## Teks yang Diberikan
========

Bagi kalian yang tinggal di Jabodetabek, mungkin banyak yang sudah mendengar tentang keberadaan suku Baduy. Tentang keunikannya, dan juga tradisi masyarakatnya yang pantang mengenakan alas kaki. Tak jarang pula kita bertemu atau berpapasan dengan orang suku Baduy di Ibukota. Jika Baduy Luar sudah terekspose media, tidak demikian halnya dengan Baduy Dalam. Lantaran rasa penasaran tersebut, akhirnya saya memutuskan untuk mengikuti Ekspedisi Baduy Dalam.
Baduy Dalam Trip
Saya ikut open trip Wisuba bersama Bhekti dan Pipit. Sahabat saya dari Bandung dan Jakarta. Harga paket tripnya Rp200ribu, dengan meeting point Stasiun Rangkasbitung.
Harga segitu sudah termasuk makan 2 kali, biaya retribusi, Elf dari Rangkasbitung ke Ciboleger PP, dan menginap satu malam di rumah Warga Baduy Dalam.
Perjalanan Dari Serpong ke Rangkasbitung
Malam sebelumnya, Bhekti datang kerumah untuk menginap. Karena kami akan pergi pagi. Meeting point yang diinfokan ke kami adalah di Stasiun Rangkasbitung jam 09.00-10.00. Sehingga paling tidak, kami sudah berangkat dari rumah pukul 7.00.
Sebelum berangkat, saya cek jadwal KRL dari Stasiun Rawabuntu ke Stasiun Rangkasbitung disini.
Tak perlu menunggu lama, kereta yang ditunggu pun datang. Perjalanan dari Stasiun Rawabuntu ke Stasiun Rangkasbitung ditempuh dalam waktu 1 jam 13 menit, dan tarif Rp6000.
Sedangkan kalau kalian dari Stasiun Tanah Abang menuju Stasiun Rangkasbitung, maka perjalanan dapat ditempuh selama 1 jam 47 menit. Dengan tarif Rp8000. Murah, kan?
InsyaAllah kalau KRL ini selalu tepat waktu ya teman-teman.
Dari Stasiun Rangkasbitung kemana?
Setelah sampai di Stasiun Rangkasbitung, kalian bisa mencari Elf jurusan Ciboleger. Biasanya sih suka ada yang menawarkan untuk mengantar ke Ciboleger. Adapun Tarifnya adalah sekitar Rp30.000-40.000/orang.
Selain Elf, ada Damri dari Terminal Mandala Rangkasbitung ke Ciboleger. Bus Damri ini Berangkat jam 7.30 dari Terminal Mandala, Tarif Rp20.000. Kembali ke Rangkasbitung jam 13.00.
Kalau saya kemarin sudah langsung dijemput pakai Elf, karena ikut open trip.
Perjalanan dari Stasun Rangkasbitung ke Ciboleger ditempuh selama kurang lebih 2 jam. Jika dilihat dari kilometer sesungguhnya jaraknya tidak terlalu jauh, hanya sekitar 35 km saja. Tapi kondisi jalannya…ya gitu deh. Berkelok dan banyak yang rusak.
Welcome to Banten!
Ciboleger, Gerbang Masuk Baduy Luar
Saya membayangkan, terminal Ciboleger ya seperti terminal pada umumnya. Ternyata imajinasi saya ambyar saat Elf yang saya tumpangi berhenti di Ciboleger.

========

## Bahan yang Disediakan
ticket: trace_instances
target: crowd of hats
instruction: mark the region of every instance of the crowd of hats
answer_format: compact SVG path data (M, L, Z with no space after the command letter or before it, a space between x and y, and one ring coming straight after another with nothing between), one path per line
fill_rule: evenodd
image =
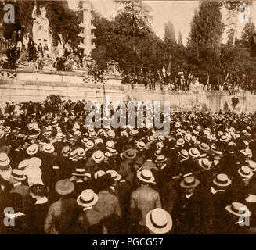
M93 172L85 166L77 166L72 170L72 175L87 176L93 180L106 174L116 181L125 180L119 173L118 164L132 160L139 165L138 180L145 184L156 184L157 173L143 169L143 161L137 157L142 154L145 160L150 158L155 163L166 163L168 160L174 162L173 159L177 159L196 161L197 171L178 176L182 188L204 185L198 178L198 173L202 171L211 173L211 183L217 187L232 185L237 175L254 180L256 172L254 115L174 112L171 116L170 134L165 137L158 134L154 128L136 129L130 126L118 129L88 128L84 118L81 113L74 113L72 109L51 115L43 113L40 118L27 117L23 112L18 117L6 117L0 127L0 174L11 172L16 180L27 178L28 184L43 184L44 170L38 157L38 152L43 152L67 157L70 162L84 159L86 166L92 161ZM17 152L23 155L18 162L14 162ZM225 166L227 155L233 155L234 166ZM221 168L216 167L219 162L223 165ZM211 172L211 170L216 170ZM59 180L55 185L59 195L71 193L74 189L74 184L67 180ZM92 206L97 201L97 194L92 189L85 190L77 198L78 204L84 207ZM227 204L226 210L236 214L234 211L238 211L243 204L233 202ZM146 216L146 223L157 233L165 233L172 225L170 215L161 209L152 210ZM156 223L160 227L157 230Z

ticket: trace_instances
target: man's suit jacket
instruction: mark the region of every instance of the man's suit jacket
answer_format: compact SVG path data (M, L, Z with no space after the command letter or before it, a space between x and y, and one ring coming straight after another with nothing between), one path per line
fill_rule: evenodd
M121 217L121 207L118 195L114 194L110 188L102 190L98 194L98 202L94 208L99 212L99 222L100 220L111 215L116 214Z
M142 215L140 224L146 226L146 216L152 209L161 208L161 202L159 193L152 188L141 185L132 192L131 209L139 209Z

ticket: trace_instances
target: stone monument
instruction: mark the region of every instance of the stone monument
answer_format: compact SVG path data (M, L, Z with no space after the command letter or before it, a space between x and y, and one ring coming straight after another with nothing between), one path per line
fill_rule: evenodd
M41 43L44 47L47 45L49 52L52 50L52 35L50 34L49 22L46 16L45 6L40 6L40 15L37 13L38 6L35 5L32 12L33 23L33 40L37 46Z

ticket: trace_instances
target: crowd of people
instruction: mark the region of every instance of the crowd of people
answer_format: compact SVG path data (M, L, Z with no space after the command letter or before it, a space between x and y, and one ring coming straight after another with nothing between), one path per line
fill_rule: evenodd
M156 85L159 85L160 90L165 89L169 91L188 91L193 86L202 84L205 91L229 91L230 95L244 91L250 91L251 94L256 94L256 84L254 79L243 74L241 77L220 77L218 82L211 84L207 77L200 77L197 73L179 71L176 75L167 75L158 70L157 73L152 73L150 70L146 73L123 74L123 83L131 84L134 89L135 84L143 84L145 89L155 91Z
M89 59L84 56L83 50L78 47L73 48L70 40L65 41L61 34L56 40L56 46L52 48L49 48L47 44L36 45L32 34L26 32L25 27L22 26L17 32L13 31L11 39L1 40L0 47L9 60L13 60L13 63L8 65L11 68L74 71L88 63ZM5 66L4 62L2 62L2 66Z
M2 234L255 234L256 114L172 112L163 137L85 104L6 105Z

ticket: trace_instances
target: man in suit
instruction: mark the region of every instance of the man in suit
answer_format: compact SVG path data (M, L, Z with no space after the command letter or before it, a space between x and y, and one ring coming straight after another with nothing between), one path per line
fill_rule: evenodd
M97 178L98 183L100 183L100 191L99 191L99 200L95 205L96 210L99 212L99 221L107 217L111 214L116 214L121 217L121 210L117 194L110 188L113 184L111 174L106 173L102 177Z
M137 173L137 177L141 181L141 185L131 195L131 212L135 209L139 209L142 212L142 218L139 223L142 226L146 224L146 216L152 209L161 208L161 202L158 191L150 187L155 180L153 173L149 170L142 170Z
M31 198L30 196L29 187L22 183L25 179L26 177L22 170L14 169L12 170L9 184L13 185L10 193L16 193L22 196L23 205L23 212L27 213L31 204Z
M171 213L175 234L200 234L201 202L195 191L199 183L193 176L185 177L180 183L182 189L175 200Z
M44 229L48 234L74 234L78 211L76 200L70 198L74 185L68 180L60 180L55 185L60 198L49 209Z

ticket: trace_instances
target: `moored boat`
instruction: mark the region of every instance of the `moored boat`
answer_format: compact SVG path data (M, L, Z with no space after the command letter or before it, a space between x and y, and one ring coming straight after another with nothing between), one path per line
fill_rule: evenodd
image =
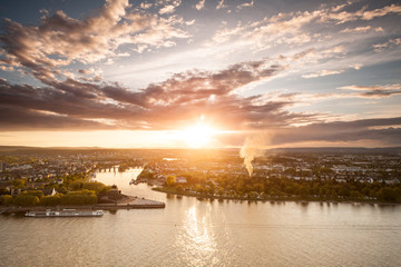
M80 209L62 209L62 210L41 210L27 211L26 217L100 217L104 215L102 210L80 210Z

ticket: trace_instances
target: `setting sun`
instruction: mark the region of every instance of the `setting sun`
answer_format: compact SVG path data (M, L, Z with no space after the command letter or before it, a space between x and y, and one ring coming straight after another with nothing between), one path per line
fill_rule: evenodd
M208 145L215 130L207 125L198 123L183 131L183 139L192 148L202 148Z

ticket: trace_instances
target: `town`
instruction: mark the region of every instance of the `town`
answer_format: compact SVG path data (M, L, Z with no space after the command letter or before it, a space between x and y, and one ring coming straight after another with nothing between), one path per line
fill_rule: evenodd
M238 149L3 147L0 161L2 205L32 190L43 196L67 194L76 187L71 177L90 182L97 171L124 171L130 167L144 168L136 184L148 182L158 186L155 190L177 195L401 202L399 149L267 150L252 162L252 176ZM101 189L97 188L97 192Z

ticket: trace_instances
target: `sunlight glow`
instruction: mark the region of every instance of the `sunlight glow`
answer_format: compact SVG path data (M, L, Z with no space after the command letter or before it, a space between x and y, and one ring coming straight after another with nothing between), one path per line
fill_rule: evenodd
M192 148L202 148L209 144L211 138L215 132L216 131L209 126L199 122L196 126L186 128L183 131L183 139L187 146Z

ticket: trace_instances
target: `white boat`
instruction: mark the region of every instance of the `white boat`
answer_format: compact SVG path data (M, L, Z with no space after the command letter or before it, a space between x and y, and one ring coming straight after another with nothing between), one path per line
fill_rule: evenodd
M26 217L100 217L102 210L80 210L80 209L62 209L46 211L27 211Z

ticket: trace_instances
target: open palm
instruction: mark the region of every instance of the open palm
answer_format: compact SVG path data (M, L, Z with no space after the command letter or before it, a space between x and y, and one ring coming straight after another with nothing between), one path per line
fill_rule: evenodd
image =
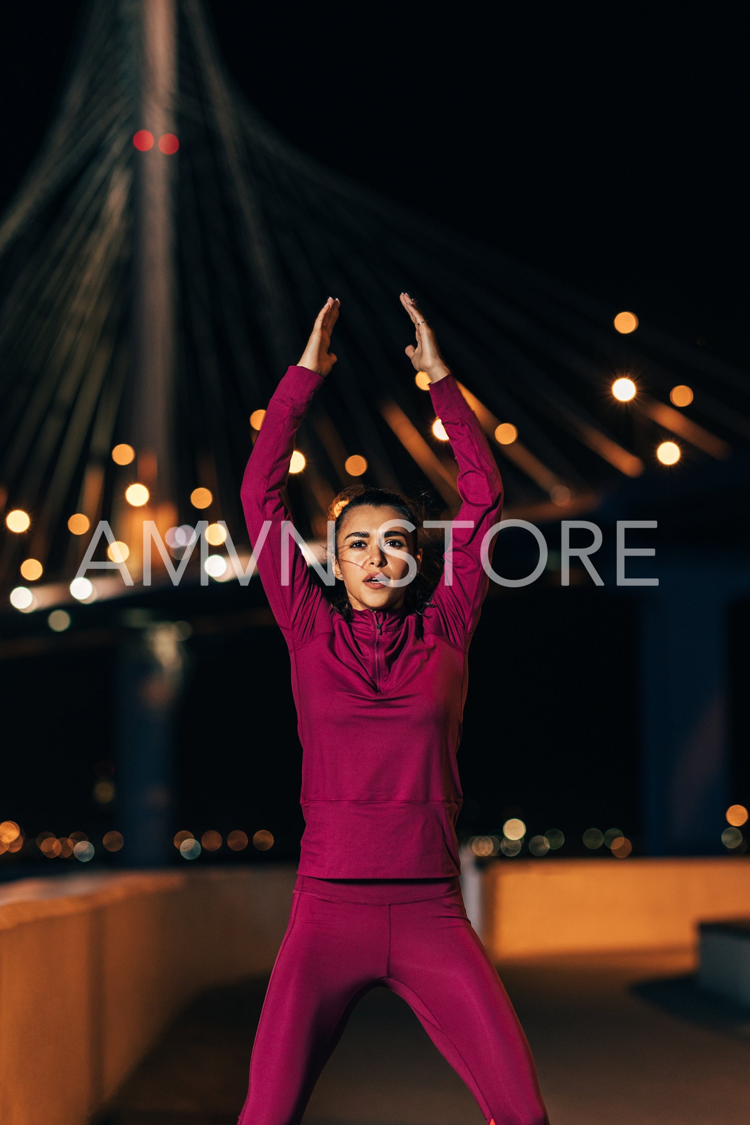
M329 348L331 333L338 320L340 306L341 302L337 297L328 297L315 318L310 339L307 341L307 346L298 367L306 367L310 371L317 371L318 375L326 376L336 362L336 357L329 351Z

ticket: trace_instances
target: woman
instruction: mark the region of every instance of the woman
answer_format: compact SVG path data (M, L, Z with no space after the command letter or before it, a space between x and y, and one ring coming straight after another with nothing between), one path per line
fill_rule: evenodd
M467 651L489 580L480 547L499 520L503 488L430 324L407 294L400 299L417 341L406 353L430 377L459 465L461 511L430 601L415 596L419 577L409 582L423 551L399 494L346 490L332 505L340 608L281 534L295 434L336 362L337 299L325 303L277 387L242 486L291 658L306 827L240 1125L301 1119L354 1005L377 986L410 1005L488 1123L548 1120L528 1045L466 915L455 837Z

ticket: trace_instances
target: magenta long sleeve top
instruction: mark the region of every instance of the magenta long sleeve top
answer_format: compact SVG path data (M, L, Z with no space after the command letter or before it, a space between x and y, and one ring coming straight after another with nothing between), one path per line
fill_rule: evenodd
M270 521L255 552L257 569L291 658L302 745L299 872L319 879L455 875L467 654L489 585L480 548L500 519L500 475L453 377L431 384L459 466L455 520L472 523L452 531L452 583L443 575L423 613L354 610L353 621L345 621L291 537L289 584L281 582L280 525L289 519L282 489L295 435L323 382L307 368L288 369L242 484L253 547Z

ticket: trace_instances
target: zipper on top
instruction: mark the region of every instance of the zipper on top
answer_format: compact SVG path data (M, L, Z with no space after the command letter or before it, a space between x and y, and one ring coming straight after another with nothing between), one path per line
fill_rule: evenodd
M380 691L382 691L382 681L381 681L381 676L380 676L380 648L378 646L378 641L380 640L380 637L382 636L382 621L378 620L379 616L380 616L380 613L376 610L376 614L374 614L374 626L376 626L376 636L374 636L376 687L380 692Z

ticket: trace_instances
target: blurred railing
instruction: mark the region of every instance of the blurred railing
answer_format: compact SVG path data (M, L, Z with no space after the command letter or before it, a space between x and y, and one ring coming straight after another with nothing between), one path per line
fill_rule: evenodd
M269 972L293 881L274 865L0 888L2 1125L84 1125L192 996Z
M484 890L497 961L695 948L698 922L750 917L750 860L510 860L486 868Z
M687 948L698 921L750 916L740 857L512 860L477 874L497 961ZM2 1125L85 1125L191 997L270 972L293 883L279 864L0 888Z

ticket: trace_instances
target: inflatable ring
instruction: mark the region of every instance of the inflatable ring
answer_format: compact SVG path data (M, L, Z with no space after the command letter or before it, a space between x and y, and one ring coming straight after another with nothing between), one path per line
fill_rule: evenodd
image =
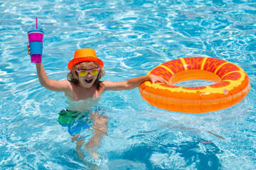
M212 57L184 57L163 63L147 74L163 77L169 84L139 85L144 100L159 108L201 113L225 109L240 102L250 90L247 74L237 65ZM215 84L205 86L177 86L178 82L206 80Z

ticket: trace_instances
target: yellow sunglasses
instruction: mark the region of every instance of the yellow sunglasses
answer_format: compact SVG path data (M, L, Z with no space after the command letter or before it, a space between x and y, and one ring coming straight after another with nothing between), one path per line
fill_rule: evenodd
M97 69L89 70L75 70L80 76L86 76L90 73L92 76L96 76L99 74L100 67Z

========

## Tugas Latihan
Salin kembali bagian teks tentang perjalanan ke Baduy Dalam, mulai dari "Tak perlu menunggu" sampai dengan "waktu ya teman-teman.".

## Hasil Akhir
Tak perlu menunggu lama, kereta yang ditunggu pun datang. Perjalanan dari Stasiun Rawabuntu ke Stasiun Rangkasbitung ditempuh dalam waktu 1 jam 13 menit, dan tarif Rp6000.
Sedangkan kalau kalian dari Stasiun Tanah Abang menuju Stasiun Rangkasbitung, maka perjalanan dapat ditempuh selama 1 jam 47 menit. Dengan tarif Rp8000. Murah, kan?
InsyaAllah kalau KRL ini selalu tepat waktu ya teman-teman.